*** Input records ***

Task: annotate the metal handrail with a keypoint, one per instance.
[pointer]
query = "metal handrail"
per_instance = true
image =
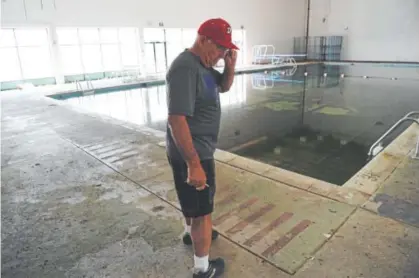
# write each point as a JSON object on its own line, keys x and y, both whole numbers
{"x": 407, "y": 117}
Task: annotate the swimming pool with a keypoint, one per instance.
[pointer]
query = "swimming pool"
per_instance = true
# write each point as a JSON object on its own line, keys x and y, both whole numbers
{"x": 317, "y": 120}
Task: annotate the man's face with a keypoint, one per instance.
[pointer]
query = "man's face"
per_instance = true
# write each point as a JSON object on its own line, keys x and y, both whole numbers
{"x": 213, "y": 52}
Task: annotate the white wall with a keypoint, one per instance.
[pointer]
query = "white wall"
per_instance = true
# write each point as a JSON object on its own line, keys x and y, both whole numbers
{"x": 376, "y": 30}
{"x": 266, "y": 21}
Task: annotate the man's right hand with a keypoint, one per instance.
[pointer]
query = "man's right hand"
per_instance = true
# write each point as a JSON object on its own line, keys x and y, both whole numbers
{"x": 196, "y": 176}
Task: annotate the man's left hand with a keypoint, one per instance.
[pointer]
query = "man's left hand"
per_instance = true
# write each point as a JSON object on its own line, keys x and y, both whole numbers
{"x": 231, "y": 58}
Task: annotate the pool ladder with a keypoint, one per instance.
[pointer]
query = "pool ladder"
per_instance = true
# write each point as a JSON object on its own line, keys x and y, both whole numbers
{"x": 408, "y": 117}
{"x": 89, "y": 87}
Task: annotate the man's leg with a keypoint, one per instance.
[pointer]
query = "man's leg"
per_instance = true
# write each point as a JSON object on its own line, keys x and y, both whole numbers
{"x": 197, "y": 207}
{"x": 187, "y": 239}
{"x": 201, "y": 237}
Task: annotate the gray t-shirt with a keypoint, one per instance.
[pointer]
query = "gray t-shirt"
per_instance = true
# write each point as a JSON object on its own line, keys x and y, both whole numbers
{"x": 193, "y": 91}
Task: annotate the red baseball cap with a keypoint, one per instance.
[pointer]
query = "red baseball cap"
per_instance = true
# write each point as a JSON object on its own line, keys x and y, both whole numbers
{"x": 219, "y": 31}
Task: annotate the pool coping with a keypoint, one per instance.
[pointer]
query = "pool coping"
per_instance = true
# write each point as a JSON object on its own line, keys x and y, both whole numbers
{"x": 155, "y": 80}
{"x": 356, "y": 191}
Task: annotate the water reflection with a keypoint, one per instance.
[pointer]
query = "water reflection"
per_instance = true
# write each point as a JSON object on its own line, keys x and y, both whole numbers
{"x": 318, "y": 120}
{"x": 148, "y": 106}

***
*** Input records ***

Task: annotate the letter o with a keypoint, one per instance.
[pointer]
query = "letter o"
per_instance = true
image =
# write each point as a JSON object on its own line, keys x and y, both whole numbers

***
*** Input records ***

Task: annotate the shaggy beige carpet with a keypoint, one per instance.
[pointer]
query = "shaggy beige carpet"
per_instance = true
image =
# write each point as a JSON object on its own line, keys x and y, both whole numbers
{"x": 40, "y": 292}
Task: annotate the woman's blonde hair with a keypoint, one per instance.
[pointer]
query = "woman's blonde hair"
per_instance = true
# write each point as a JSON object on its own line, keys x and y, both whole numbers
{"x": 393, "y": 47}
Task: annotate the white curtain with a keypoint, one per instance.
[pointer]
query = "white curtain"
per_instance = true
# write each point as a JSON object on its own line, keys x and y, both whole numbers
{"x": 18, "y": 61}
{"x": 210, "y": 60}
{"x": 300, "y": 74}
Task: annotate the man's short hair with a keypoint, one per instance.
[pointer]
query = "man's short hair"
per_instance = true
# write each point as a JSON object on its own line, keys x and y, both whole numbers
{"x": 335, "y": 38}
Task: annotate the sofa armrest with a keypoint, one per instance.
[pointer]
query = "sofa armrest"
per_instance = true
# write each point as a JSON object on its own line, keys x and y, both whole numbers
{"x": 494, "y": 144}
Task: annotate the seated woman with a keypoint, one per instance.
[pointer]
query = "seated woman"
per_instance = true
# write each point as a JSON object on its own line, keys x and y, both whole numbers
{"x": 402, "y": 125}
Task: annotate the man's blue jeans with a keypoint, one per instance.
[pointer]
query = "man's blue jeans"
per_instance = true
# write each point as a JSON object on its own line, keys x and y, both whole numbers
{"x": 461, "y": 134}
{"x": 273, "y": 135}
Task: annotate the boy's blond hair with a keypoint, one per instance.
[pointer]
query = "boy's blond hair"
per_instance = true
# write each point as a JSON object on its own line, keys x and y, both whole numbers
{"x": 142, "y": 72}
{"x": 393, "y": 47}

***

What needs to be done: Pick out every line in the entries above that contains the word "metal", and copy each one.

Finished answer:
Task: annotate the metal handrail with a keypoint, one per instance.
query = "metal handrail"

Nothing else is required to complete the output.